It just surprised me that the RPG7 penetrated the turret. It's a big thick chunk there and I'd have expected it to burn out before penetration. But clearly not! We had some UK Military Tankies there at the time ascertaining the viability - and surviveability - of Centurions operating there. Plenty were damaged but none were penetrated and all came home. Chicom mines were the big killers.
Yep....., replacing track links on muddy ground is no fun. Mind you, it's no fun on any ground!
Israeli Test plate at a tank museum 105mm APFSDS-T entrance and exits. Video shows how it works.
What it did to an Iraqui T-72 hiding behind a berm...hiding is correct as it was only concealment; berm provided no cover at all.
Spalling from 105mm HEP (HESH) spreads out and wreaks havoc inside the vehicle. It does not stay in a relatively compact stream like a shaped charge penetration.
Last edited by old tanker; 05-10-2017 at 03:21 PM.
It just surprised me that the RPG7 penetrated the turret. It's a big thick chunk there and I'd have expected it to burn out before penetration.
PG-7V grenade dates back to 1961 and it is an 85 mm HEAT warhead capable of penetrating 260 mm RHA. The Chinese B-40, a copy of the RPG-2 was also very prevalent. It used the PG-2 grenade which had an 82 mm warhead. It had a muzzle velocity of 84 meters per second and could penetrate armor of up to 180 millimeters in thickness.
One of the countermeasures we used was the RPG screen. Roughly a 12 foot long section of chain link fence supported by 2 or 3"engineer stakes," 8 foot high steel fence posts. The stakes were usually placed in a very shallow "V" shaped pattern, rather than in a straight line, in order to provide more stability for the chain link fence, which was then wired or hooked to them. This was placed from 10 to 20 feet in front of the vehicles while in an NDP. The intent was to either deflect the RPG so that it missed the vehicle altogether, collapse the cone of the warhead so the PIBD fuse would short out and fail to function or to cause it to detonate far enough away that the shaped charge explosive blast would not penetrate the vehicle's armor.
That sort of things is actually quite sensitive, small foliage can detonate it. Shocking when it happens closeby.
As you pointed earlier the latest tandem charge warheads, like the PG-7VR grenade make the RPG-7 still worrisome. The same warhead is used on the PG-29V anti-tank/anti-bunker for the RPG-29. The warhead comprises two charges in tandem—an initial small charge triggers any reactive armor, or compromises slat or bar armor. If ERA or cage armor is absent, this charge strikes the main armor. Behind the primary charge, a much larger secondary shaped charge bursts at the rear of the initial warhead and projects a thin, high-speed-jet of metal into the armor compromised by the first charge. The normal penetration of the main charge is as much as 750 mm of RHA, two meters of brick or 1.5 meters of reinforced concrete. RPG-29 rounds have been reported to have penetrated the frontal ERA of a Challenger 2 tank as well as badly damaging a couple of Abrams tanks. Nasty business indeed.
1. Topic strayed completely. Original topic was Sherman Tank, Hatches- Can they be locked from the inside?. Yes, of course they can. I served 5 years in Sherman M4A2E8 and all hatches could be locked from inside using standard sliding lever. When locking tanks for the storage, we'd climb though the inside and lock all hatches from inside, then climb out through CC's cupola, using a standard padlock with hasp on the outside to lock the tank up completely. The question was answered several times and then wandered into a discussion of RPG damage etc.
2. A member made a post with a ridiculous number of external links (hundreds of them) to other sites that completely corrupted and blew up the entire thread. I managed to clean up that mess and repair what was left of the thread, but since the post was irrelevant anyway, decided it was another good reason to close this thread and let it rest in peace.

Collected data:
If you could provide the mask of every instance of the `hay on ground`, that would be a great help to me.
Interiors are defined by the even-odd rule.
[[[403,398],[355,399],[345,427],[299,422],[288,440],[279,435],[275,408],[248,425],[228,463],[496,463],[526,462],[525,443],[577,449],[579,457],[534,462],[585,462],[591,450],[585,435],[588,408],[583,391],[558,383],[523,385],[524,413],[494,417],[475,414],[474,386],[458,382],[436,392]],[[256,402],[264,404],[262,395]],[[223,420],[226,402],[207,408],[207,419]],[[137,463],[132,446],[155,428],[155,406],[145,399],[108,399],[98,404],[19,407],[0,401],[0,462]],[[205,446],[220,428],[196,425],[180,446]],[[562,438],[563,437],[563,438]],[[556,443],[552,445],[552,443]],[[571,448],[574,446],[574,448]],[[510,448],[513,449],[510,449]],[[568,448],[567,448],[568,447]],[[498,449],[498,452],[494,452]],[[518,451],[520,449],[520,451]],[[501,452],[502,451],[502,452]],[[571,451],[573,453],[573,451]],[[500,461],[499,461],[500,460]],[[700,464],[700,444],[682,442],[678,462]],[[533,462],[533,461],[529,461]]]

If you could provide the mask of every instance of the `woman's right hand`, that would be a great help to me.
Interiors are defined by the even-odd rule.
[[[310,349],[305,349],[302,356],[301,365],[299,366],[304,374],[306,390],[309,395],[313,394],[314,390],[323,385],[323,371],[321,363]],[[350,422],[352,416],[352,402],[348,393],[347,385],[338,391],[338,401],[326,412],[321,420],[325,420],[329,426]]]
...
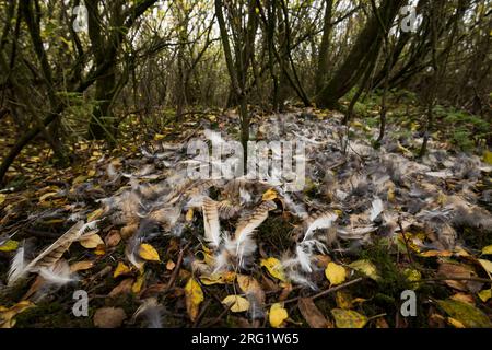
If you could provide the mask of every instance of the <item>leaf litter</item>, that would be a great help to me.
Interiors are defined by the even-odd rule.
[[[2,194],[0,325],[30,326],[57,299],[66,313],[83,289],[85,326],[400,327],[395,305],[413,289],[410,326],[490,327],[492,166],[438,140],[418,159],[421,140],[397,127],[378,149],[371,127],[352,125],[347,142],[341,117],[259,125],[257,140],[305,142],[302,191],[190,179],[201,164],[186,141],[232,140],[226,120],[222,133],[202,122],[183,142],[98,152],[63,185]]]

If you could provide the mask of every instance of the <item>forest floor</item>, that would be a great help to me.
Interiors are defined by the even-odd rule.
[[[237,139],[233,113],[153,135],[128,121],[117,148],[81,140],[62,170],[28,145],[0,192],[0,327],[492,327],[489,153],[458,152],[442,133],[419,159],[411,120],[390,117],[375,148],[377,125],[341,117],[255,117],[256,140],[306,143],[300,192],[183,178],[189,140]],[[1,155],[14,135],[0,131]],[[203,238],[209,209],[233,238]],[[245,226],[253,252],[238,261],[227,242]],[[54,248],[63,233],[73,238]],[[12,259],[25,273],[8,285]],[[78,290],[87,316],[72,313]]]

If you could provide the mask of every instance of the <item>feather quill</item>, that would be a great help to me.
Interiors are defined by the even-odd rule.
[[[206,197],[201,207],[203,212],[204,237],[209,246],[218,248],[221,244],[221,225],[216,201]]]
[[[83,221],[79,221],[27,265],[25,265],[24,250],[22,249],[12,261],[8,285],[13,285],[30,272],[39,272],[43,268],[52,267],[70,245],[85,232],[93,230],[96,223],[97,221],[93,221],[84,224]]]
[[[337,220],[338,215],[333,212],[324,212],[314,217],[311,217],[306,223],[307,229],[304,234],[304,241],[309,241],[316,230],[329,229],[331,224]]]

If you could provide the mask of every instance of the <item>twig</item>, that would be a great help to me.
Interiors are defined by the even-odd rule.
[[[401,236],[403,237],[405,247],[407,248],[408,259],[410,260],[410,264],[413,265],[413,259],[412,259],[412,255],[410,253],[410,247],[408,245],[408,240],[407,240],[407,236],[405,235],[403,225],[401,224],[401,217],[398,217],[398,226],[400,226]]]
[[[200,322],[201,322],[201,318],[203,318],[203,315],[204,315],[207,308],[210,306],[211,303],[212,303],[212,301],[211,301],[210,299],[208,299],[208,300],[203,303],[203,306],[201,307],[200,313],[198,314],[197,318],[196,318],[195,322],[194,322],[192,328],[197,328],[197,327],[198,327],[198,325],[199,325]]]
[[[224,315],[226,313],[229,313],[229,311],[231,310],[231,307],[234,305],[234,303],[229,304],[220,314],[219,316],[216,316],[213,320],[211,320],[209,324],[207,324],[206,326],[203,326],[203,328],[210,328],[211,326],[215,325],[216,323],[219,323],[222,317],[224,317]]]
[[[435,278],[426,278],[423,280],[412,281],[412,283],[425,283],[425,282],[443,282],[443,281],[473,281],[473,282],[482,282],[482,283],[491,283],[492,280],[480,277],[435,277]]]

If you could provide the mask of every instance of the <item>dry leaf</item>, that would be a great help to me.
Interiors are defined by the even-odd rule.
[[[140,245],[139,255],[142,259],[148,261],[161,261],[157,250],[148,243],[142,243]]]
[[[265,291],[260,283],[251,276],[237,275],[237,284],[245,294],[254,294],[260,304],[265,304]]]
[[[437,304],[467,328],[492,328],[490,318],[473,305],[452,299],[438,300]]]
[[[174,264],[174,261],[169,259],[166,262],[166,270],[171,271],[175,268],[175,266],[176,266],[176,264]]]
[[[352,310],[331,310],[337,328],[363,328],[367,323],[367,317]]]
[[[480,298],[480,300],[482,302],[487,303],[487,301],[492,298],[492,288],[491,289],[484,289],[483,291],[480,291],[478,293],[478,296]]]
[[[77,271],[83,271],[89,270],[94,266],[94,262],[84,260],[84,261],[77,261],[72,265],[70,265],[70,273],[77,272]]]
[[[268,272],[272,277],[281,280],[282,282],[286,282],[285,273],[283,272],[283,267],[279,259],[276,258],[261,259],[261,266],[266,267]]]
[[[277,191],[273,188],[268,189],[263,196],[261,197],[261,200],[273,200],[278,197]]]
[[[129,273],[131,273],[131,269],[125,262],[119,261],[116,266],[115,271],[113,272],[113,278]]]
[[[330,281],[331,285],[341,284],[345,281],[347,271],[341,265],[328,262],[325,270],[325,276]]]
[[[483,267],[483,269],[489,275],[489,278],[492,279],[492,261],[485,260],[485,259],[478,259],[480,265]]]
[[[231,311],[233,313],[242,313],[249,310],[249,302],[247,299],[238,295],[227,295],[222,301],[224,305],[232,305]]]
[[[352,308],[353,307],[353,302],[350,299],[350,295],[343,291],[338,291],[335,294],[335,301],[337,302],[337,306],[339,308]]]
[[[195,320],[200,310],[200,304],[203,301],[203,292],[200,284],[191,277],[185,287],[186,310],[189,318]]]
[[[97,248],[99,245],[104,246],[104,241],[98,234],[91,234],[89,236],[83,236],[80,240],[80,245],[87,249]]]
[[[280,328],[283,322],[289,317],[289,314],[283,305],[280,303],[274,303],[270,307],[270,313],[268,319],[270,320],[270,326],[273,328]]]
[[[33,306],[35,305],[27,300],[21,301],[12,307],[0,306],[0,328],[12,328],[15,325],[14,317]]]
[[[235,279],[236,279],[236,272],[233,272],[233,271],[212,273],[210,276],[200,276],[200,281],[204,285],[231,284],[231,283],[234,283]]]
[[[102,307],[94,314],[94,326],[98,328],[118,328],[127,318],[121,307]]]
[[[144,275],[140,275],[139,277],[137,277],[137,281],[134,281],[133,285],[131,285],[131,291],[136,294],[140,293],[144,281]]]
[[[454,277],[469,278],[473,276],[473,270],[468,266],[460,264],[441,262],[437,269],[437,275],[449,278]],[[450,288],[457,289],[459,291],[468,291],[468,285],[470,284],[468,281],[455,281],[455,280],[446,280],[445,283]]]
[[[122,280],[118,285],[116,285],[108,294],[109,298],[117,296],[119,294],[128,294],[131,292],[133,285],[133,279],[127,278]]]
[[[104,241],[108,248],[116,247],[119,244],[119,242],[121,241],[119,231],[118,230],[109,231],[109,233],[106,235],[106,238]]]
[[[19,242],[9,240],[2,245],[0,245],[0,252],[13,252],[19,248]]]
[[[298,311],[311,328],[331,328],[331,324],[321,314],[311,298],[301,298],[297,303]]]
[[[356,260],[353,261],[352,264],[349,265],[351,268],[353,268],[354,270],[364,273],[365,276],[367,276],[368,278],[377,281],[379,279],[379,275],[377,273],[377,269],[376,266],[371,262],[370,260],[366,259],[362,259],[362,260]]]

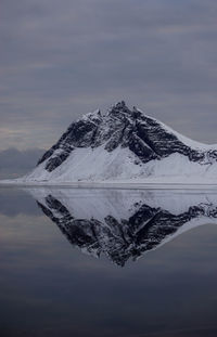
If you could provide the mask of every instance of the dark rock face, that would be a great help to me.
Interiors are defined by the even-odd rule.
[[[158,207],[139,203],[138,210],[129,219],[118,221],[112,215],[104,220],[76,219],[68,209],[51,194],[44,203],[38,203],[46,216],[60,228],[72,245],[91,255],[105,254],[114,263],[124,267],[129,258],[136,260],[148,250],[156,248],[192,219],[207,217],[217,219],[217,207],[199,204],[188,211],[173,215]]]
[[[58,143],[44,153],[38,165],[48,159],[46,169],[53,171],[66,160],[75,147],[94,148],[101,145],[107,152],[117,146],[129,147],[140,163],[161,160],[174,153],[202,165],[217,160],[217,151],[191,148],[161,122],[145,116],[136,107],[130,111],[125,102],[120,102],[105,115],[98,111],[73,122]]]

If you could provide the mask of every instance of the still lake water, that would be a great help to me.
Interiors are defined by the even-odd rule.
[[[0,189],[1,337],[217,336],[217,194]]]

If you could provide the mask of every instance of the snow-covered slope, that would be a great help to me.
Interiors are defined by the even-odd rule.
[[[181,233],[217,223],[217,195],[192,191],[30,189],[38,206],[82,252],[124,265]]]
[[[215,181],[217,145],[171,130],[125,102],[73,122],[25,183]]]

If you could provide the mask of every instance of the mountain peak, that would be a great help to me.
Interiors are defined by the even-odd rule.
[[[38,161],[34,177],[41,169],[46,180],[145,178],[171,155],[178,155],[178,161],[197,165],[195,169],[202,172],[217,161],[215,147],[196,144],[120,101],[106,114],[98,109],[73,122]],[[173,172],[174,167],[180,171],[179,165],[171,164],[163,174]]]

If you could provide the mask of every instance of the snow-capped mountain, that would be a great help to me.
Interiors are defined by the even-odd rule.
==
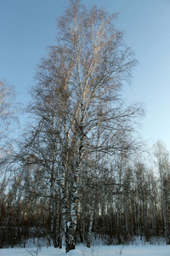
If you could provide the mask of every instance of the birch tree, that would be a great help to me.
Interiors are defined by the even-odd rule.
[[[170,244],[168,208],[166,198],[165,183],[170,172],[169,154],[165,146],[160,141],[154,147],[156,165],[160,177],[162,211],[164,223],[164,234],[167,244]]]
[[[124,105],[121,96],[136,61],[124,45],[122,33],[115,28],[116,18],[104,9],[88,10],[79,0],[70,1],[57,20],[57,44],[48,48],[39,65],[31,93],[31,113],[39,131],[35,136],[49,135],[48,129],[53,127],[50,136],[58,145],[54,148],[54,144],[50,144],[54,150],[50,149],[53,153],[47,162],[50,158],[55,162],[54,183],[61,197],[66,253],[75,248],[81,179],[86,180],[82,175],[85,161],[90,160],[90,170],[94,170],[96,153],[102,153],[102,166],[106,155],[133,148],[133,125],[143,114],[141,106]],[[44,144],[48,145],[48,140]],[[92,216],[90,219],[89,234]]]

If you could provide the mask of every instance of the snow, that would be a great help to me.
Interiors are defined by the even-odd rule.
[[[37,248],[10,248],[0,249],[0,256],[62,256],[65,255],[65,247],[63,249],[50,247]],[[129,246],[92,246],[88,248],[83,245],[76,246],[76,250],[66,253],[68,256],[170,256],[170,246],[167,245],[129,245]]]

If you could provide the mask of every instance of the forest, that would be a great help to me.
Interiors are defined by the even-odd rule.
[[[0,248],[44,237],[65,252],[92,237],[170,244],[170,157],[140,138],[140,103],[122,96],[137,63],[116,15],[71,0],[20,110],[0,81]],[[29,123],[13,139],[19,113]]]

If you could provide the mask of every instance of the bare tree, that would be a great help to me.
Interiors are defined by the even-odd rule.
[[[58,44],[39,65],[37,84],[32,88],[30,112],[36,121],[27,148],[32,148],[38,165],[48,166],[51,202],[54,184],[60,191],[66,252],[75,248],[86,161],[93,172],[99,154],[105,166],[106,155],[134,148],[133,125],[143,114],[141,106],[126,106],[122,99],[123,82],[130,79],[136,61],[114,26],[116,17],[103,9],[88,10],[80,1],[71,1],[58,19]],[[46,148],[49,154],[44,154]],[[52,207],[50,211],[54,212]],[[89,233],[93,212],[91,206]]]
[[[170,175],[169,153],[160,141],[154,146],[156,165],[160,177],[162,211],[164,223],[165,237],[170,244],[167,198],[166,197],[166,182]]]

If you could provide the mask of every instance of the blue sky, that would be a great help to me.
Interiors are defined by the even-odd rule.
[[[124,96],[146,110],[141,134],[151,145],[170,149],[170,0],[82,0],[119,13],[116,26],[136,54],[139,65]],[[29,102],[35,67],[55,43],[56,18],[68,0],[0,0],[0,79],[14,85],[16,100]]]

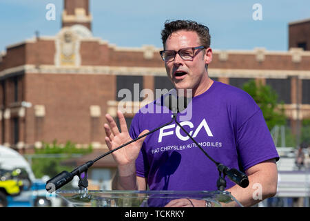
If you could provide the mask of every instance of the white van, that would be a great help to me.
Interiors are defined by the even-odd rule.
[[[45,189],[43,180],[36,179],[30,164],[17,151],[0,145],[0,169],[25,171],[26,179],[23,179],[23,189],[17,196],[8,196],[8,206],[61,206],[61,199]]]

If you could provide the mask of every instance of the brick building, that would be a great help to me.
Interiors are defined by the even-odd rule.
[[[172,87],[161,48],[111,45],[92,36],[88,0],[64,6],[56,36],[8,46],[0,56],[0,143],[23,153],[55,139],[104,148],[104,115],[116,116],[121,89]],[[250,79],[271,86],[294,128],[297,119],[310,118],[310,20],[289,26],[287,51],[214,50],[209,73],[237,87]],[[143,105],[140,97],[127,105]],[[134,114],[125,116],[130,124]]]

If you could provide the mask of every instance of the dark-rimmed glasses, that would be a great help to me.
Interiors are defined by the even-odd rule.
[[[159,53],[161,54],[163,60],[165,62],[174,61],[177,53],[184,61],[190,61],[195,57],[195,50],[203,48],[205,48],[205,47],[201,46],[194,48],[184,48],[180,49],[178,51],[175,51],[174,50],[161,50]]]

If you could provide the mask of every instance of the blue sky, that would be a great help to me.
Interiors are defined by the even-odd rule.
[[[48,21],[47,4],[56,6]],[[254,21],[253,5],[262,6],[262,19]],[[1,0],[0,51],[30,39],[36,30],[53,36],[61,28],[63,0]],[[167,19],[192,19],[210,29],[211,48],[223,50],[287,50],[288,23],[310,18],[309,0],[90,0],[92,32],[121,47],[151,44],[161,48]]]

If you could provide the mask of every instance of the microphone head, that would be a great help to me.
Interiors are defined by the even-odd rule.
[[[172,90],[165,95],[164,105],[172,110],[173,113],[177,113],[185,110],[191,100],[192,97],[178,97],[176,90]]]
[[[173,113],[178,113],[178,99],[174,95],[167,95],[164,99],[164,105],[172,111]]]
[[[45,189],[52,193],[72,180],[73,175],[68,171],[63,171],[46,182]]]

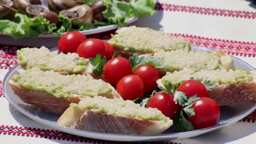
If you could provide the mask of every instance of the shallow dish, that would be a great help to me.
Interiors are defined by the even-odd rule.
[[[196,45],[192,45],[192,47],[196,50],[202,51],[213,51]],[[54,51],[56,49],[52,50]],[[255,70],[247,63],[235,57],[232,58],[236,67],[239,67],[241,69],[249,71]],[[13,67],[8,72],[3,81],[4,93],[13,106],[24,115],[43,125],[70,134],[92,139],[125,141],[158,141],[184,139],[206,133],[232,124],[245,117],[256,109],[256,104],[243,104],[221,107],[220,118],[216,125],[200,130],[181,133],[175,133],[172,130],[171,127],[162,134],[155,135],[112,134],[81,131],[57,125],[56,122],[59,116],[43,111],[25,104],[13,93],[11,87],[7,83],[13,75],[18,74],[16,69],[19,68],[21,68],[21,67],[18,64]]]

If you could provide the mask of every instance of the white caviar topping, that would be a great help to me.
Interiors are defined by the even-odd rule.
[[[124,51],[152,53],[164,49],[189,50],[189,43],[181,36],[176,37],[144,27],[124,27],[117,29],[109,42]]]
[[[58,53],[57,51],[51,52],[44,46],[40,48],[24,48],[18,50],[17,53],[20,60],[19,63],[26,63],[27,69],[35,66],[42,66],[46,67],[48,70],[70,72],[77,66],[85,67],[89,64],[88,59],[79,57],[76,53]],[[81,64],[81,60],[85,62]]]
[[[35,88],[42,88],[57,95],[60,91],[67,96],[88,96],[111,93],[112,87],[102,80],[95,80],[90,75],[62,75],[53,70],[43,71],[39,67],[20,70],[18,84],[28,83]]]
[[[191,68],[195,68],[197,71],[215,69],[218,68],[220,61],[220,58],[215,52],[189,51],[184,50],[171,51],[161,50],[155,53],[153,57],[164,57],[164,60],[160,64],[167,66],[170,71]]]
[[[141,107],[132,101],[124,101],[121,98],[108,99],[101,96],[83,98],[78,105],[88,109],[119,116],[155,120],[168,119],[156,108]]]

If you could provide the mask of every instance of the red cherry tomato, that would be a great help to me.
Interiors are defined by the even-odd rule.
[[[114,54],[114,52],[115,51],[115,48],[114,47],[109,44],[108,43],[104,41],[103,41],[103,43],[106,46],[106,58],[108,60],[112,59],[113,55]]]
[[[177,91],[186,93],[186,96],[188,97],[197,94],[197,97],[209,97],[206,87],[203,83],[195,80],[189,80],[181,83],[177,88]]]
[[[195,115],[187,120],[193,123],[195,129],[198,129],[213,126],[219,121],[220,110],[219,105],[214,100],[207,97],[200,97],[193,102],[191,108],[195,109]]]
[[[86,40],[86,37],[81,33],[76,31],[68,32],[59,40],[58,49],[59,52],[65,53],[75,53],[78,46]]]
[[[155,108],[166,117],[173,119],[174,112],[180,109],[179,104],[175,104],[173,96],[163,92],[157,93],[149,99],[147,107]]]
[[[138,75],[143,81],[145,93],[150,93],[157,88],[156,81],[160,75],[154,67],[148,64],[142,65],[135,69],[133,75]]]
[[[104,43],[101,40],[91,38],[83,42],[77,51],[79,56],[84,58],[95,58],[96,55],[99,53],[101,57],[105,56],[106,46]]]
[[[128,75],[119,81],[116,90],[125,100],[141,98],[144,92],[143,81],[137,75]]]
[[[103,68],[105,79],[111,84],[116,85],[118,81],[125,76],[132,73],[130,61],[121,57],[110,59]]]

What this task involves: Check each statement against the forum thread on tanks and RPGs: (a) the PG-7V grenade carries an 85 mm HEAT warhead; (b) the RPG screen was set up directly against the vehicles; (c) the thread was closed because the original question was never answered. Mark each yes or no, and quote the words of the thread that decide it. The items were gathered from a separate source.

Written reply:
(a) Yes: "it is an 85 mm HEAT warhead capable of penetrating 260 mm RHA"
(b) No: "This was placed from 10 to 20 feet in front of the vehicles while in an NDP."
(c) No: "The question was answered several times and then wandered into a discussion of RPG damage etc."